Selected extract:
# # #
- Theatrical release poster
- Directed by: Sean McNamara
- Screenplay by: Sam Schreiber
- Story by: Mitch Rotter
- Produced by: Anthony Rhulen; A.J. Dix; David Brookwell; Sean McNamara; Sara Risher;
- Starring: Hilary Duff; Rita Wilson; David Keith; Jason Ritter; Oliver James; Rebecca De Mornay; John Corbett;
- Cinematography: John R. Leonetti
- Edited by: Jeff W. Canavan
- Music by: Aaron Zigman
- Production companies: Brookwell McNamara Entertainment; FilmEngine;
- Distributed by: New Line Cinema
- Release date: October 8, 2004;
- Running time: 103 minutes; 107 minutes (extended cut);
- Country: United States
- Language: English;
- Budget: $15 million
- Box office: $14.9 million

= Raise Your Voice =

2004 film by Sean McNamara

Raise Your Voice is a 2004 American teen musical drama film directed by Sean McNamara and starring Hilary Duff. The film follows a small-town girl with a passion for singing who secretly travels to Los Angeles to attend a prestigious summer music program at a performing arts academy after the death of her brother. The film received negative reviews and grossed $14.9 million against a $15 million budget.

Three songs by Duff were featured in Raise Your Voice, all of which appear on her eponymous third album. "Someone's Watching Over Me" is performed by her character during the film's climax. Canadian rock band Three Days Grace makes a cameo appearance in the film, performing the songs "Are You Ready" and "Home".

==Plot==
Terri Fletcher is a Flagstaff, Arizona teenager who dreams of becoming a professional singer. She wants to participate in a music program that could give her a $10,000 scholarship. Her overprotective father Simon, a second-generation restaurateur, disapproves of Terri's plans, wanting her to run the family business.

Terri is very close to her elder brother Paul, who supports her dream. At Paul's graduation-day barbecue, he has a fight with Simon and is grounded. That night, Terri sneaks Paul out of the house to attend a Three Days Grace concert. On their way home, they are hit by a drunk driver, killing Paul.

Terri blames herself for Paul's death and decides to quit singing, but her mother Frances says that Paul's death is not her fault, and that Paul would have wanted Terri to attend the program. She eventually convinces Terri to go, telling Simon that Terri plans to stay with her aunt Nina in Palm Desert, California for the summer while she actually goes to Los Angeles.
# # #
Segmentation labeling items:
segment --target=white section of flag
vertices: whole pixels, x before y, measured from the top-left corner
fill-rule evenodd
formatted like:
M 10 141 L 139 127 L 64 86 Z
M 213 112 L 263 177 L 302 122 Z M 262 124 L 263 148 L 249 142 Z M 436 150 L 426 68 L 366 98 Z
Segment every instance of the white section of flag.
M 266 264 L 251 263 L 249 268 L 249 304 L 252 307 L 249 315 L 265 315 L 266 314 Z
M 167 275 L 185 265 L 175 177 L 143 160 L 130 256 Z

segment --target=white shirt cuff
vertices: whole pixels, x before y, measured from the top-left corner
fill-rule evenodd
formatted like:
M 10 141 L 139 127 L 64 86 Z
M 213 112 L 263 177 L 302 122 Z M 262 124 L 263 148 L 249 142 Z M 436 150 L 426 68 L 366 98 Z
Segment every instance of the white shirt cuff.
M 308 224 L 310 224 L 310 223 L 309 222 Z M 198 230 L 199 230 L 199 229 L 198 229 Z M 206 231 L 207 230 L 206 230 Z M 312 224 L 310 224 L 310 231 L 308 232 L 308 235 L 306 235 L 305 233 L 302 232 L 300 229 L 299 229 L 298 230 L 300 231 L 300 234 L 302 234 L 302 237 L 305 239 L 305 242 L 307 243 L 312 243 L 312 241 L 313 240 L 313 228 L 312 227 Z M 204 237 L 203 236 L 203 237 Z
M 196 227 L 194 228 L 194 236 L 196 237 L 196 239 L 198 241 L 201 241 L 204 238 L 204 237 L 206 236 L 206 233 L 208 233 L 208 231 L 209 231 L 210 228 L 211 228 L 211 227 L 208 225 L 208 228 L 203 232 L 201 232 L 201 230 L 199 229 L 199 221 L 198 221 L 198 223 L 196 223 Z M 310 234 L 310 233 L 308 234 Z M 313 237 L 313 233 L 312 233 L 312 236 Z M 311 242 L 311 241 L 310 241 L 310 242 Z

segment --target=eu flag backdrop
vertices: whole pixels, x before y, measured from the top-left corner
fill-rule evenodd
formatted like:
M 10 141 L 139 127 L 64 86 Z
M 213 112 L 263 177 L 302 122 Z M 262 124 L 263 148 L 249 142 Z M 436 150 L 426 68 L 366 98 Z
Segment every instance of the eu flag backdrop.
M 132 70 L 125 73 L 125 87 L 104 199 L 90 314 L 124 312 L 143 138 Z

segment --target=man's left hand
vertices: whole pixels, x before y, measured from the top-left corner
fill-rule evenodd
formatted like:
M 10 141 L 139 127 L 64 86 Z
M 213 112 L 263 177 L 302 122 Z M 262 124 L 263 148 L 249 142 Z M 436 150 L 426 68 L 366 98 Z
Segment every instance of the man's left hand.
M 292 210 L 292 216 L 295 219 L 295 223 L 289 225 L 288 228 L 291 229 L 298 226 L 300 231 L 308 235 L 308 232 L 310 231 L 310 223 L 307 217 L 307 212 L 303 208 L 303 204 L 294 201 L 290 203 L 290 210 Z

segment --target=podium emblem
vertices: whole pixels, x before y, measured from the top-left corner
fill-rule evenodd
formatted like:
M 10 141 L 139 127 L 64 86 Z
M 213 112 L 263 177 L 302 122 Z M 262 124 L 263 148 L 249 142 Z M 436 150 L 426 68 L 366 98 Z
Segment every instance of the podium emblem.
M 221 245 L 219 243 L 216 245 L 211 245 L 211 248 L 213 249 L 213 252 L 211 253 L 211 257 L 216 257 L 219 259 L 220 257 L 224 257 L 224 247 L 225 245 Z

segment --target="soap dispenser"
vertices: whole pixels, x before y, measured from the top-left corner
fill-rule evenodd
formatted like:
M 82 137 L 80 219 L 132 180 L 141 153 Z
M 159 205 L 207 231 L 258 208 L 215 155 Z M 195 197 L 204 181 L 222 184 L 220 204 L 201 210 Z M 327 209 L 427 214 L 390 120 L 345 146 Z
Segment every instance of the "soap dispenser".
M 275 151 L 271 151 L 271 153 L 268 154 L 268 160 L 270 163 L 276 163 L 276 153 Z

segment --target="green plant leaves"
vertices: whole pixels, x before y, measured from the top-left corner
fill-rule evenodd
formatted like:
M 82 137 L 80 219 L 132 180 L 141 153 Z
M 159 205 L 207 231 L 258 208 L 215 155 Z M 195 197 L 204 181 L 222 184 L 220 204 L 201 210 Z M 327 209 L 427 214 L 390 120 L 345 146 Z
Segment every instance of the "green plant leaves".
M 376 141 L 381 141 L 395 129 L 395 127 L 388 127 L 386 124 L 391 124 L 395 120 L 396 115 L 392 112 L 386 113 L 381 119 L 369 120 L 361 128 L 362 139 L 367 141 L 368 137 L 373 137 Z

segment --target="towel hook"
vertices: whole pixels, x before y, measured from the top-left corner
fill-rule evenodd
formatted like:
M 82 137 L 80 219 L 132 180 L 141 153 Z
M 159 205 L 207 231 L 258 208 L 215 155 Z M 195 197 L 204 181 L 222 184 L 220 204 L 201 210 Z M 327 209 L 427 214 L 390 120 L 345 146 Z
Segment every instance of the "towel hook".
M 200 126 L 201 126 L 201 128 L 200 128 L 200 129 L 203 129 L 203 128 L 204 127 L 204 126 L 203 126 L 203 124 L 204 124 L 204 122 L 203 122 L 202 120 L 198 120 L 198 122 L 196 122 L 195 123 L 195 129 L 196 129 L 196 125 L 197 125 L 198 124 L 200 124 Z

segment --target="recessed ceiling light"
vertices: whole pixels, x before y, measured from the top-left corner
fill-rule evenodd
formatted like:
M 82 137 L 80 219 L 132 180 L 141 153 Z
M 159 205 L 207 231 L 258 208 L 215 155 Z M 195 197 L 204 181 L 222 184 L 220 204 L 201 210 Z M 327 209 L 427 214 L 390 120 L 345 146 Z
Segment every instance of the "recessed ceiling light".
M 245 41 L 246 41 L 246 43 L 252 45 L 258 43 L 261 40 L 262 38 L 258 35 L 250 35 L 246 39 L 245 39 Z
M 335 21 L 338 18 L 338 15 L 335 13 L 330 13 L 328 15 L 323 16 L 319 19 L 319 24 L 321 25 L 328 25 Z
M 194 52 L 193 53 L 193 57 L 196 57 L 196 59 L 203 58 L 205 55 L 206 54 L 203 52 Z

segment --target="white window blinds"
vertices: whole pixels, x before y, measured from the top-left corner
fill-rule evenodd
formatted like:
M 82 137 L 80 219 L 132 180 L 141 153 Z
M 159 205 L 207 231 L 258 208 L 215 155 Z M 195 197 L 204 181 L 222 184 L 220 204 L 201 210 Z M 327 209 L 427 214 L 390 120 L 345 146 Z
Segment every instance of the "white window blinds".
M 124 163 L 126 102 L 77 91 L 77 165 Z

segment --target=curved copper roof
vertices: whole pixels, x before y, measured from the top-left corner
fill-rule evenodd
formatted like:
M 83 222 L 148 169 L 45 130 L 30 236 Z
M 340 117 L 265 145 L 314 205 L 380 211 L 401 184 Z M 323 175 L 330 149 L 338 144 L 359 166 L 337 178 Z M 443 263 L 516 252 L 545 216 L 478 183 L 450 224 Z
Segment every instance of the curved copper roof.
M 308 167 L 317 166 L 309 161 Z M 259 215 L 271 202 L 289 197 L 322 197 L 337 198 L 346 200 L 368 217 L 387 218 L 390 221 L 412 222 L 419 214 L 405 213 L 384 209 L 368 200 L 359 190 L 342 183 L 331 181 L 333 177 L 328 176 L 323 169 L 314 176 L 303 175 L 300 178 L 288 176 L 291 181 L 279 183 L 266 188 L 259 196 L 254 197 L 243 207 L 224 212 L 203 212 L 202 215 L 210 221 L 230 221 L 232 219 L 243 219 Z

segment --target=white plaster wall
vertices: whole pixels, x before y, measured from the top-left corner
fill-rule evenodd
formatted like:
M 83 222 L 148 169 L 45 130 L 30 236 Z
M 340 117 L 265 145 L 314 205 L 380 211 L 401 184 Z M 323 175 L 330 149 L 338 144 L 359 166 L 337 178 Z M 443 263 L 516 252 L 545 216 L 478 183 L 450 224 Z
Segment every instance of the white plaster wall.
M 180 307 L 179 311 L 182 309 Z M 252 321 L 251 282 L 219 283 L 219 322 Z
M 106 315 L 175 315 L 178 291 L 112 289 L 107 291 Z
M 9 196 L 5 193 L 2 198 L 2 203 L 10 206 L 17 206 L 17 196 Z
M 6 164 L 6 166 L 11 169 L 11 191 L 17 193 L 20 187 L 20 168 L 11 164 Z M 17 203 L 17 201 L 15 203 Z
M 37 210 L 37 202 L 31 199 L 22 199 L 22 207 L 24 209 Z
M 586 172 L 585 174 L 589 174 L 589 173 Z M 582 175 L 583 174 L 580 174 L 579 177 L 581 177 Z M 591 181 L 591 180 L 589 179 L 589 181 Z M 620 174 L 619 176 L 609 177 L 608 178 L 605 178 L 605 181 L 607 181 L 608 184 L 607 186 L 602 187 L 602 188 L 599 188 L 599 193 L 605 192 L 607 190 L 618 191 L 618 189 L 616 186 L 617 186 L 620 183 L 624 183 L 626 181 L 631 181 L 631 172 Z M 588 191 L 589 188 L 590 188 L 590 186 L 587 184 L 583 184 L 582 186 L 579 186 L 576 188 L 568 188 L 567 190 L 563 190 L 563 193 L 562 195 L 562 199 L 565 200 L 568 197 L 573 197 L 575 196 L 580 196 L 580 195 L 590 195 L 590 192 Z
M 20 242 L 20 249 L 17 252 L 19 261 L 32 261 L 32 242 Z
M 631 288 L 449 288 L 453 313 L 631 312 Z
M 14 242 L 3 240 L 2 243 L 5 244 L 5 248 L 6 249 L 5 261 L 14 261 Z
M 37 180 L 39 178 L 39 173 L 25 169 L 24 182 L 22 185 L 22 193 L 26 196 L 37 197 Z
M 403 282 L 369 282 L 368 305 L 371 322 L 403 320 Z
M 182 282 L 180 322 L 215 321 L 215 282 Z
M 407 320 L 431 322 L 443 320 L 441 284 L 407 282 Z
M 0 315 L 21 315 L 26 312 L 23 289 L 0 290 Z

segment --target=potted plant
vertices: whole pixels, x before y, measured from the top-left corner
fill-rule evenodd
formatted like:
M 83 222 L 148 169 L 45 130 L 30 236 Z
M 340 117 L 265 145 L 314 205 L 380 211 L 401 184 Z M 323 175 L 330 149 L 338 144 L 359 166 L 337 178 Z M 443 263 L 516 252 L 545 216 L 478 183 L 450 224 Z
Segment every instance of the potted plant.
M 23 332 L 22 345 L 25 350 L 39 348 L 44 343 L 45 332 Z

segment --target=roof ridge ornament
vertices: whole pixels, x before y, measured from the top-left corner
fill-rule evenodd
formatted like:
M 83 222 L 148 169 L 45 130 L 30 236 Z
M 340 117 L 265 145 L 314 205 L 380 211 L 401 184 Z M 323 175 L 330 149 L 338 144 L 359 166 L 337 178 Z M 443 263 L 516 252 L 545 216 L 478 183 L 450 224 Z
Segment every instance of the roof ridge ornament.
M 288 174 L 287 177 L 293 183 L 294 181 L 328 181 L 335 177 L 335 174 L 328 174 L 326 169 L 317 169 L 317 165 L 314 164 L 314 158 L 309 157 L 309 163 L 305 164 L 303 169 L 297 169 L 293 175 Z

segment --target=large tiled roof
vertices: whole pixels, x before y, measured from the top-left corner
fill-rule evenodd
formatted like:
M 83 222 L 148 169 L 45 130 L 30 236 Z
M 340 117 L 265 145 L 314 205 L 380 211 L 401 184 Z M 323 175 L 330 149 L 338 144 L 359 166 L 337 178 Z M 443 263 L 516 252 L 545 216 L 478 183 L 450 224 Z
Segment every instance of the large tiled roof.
# # #
Jobs:
**A.** According to the Raise Your Voice article, which band makes a cameo appearance in the film?
**B.** Continue the plot section of the Raise Your Voice article from where it stops.
The items are not needed here.

Outputs in order:
**A.** Canadian rock band Three Days Grace makes a cameo appearance.

**B.**
Terri arrives in Los Angeles and has a few difficulties: her jacket is stolen, her cab driver is crabby, and initially can't get into the music school. While in the program, Terri makes new friends, including fun-loving DJ Kiwi, quiet pianist Sloane, and talented violinist Denise. Terri learns a great deal about music but has flashbacks of the car crash.

Terri also develops a mutual fondness for British songwriter Jay, but she faces competition from Robin Childers, who was with Jay the previous summer. Robin still harbors feelings for Jay, but he does not reciprocate. Jay tries to get Robin to leave him and Terri alone. On one occasion, Robin kisses Jay just as Terri walks in. Jay pushes Robin away, but Terri runs off in tears, ignoring Jay's insistence that the kiss meant nothing. Later, finding him drunk, Terri and Denise take Jay to the roof to sober up. When he does, Jay apologizes, and Terri agrees to finish the song they have been working on for the scholarship contest.

In the meantime, Simon learns of Terri's ruse, and drives to Los Angeles to bring her home. On the final day, Simon comes to the school and chastises Terri for deceiving him, as well as accuses her of turning his sister and wife against him, but Terri begs her father not to make same mistake he did with Paul and make her run, and not ruin the summer. Ultimately, realizing how selfish he had been, Simon changes his mind.

Terri and Jay perform the song they wrote ("Someone's Watching Over Me"), dedicating it to Paul. Even though Denise wins the scholarship prize, Simon is proud of his daughter and her talents, and is also glad that her last memory of Paul is one worth having (the concert), as opposed to Simon's own (their argument). Terri's teachers hope to see her next year; Simon replies that they just might. The students perform together.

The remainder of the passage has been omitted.